L.A. at Home

Design, Architecture, Gardens,
Southern California Living

Category: Celebrity

Kishani Perera: Eclectic can be livable in designer's 'Vintage Remix'

Kaitlin Olson and Rob McElhenney house
In her new book "Vintage Remix: The Interiors of Kishani Perera," the Los Angeles designer proves that "eclectic" does not have to be code for "messy" or "absolute disarray." The homes she decorates mix high-end furnishings with EBay and Etsy finds, flea market pieces and mass-market purchases for rooms that reflect an individual's personality with warmth and often a touch of glamour. 

Kishani"Vintage Remix" ($35, Abrams) delivers its advice partly through profiles of Perera's celebrity clients, including the bedroom of Kaitlin Olson and Rob McElhenney, stars of "It's Always Sunny In Philadelphia" and a married couple in real life, and the kitchen of model and actress Molly Sims. Perera shared her design philosophies and strategies for the Q&A at the end of this post, and she also talked through a few of the rooms featured in the book, explaining how readers could apply some of the same concepts in their homes. We started with Olson and McElhenney's living room, pictured here.

## Written instruction A
Report each line of the records that contains the string "rock", treating uppercase and lowercase as distinct.
The design article above and the records that follow are unrelated material.

## Dataset extract
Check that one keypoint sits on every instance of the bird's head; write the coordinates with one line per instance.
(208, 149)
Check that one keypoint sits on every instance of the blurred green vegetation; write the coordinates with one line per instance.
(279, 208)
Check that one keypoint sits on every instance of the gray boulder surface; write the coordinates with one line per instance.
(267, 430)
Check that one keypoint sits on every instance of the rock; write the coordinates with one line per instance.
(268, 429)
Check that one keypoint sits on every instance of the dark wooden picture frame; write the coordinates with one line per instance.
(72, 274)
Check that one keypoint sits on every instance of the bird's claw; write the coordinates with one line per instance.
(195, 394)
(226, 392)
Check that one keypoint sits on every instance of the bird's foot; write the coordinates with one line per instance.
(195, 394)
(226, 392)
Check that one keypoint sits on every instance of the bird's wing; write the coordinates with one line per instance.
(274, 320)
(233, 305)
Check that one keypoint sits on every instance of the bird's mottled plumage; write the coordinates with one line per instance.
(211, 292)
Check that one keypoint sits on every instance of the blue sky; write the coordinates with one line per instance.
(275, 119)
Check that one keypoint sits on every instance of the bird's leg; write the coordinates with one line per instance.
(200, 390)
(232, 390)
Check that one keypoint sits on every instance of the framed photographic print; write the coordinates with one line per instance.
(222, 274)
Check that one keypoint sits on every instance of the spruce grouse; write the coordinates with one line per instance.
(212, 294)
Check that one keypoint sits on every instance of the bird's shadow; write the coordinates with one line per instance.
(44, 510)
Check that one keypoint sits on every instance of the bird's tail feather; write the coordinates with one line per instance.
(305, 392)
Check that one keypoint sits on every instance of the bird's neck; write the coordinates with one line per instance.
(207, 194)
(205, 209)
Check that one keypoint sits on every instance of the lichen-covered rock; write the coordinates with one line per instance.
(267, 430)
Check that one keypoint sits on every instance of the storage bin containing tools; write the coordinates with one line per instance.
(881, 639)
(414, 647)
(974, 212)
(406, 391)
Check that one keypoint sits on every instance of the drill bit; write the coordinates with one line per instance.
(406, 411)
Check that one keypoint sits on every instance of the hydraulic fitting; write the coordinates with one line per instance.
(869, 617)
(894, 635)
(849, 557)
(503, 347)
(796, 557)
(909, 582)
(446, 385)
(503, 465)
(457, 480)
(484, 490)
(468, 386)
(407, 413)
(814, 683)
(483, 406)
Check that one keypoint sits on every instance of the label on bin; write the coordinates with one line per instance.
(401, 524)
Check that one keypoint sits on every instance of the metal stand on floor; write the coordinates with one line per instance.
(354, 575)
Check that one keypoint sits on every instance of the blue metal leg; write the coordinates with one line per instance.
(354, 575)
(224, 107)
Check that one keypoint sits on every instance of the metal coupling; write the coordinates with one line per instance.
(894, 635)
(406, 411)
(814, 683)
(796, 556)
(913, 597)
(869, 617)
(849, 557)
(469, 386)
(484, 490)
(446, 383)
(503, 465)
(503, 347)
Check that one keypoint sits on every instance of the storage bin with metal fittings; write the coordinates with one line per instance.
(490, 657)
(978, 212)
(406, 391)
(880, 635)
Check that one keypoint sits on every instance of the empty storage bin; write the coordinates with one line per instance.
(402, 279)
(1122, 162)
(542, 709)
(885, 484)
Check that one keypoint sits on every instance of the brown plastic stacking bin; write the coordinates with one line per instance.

## Written instruction B
Translate this sentence from the design article into Spanish: "The homes she decorates mix high-end furnishings with EBay and Etsy finds, flea market pieces and mass-market purchases for rooms that reflect an individual's personality with warmth and often a touch of glamour."

## Solution A
Check that one keypoint sits on every instance of the rock; write the coordinates with one line per instance.
Check that one keypoint sits on every instance of the lichen-covered rock; write the coordinates with one line per instance.

## Solution B
Las casas que decora combinan mobiliario de alta gama con hallazgos de EBay y Etsy, piezas de mercadillo y compras de consumo masivo para lograr habitaciones que reflejan la personalidad de cada persona con calidez y, a menudo, un toque de glamour.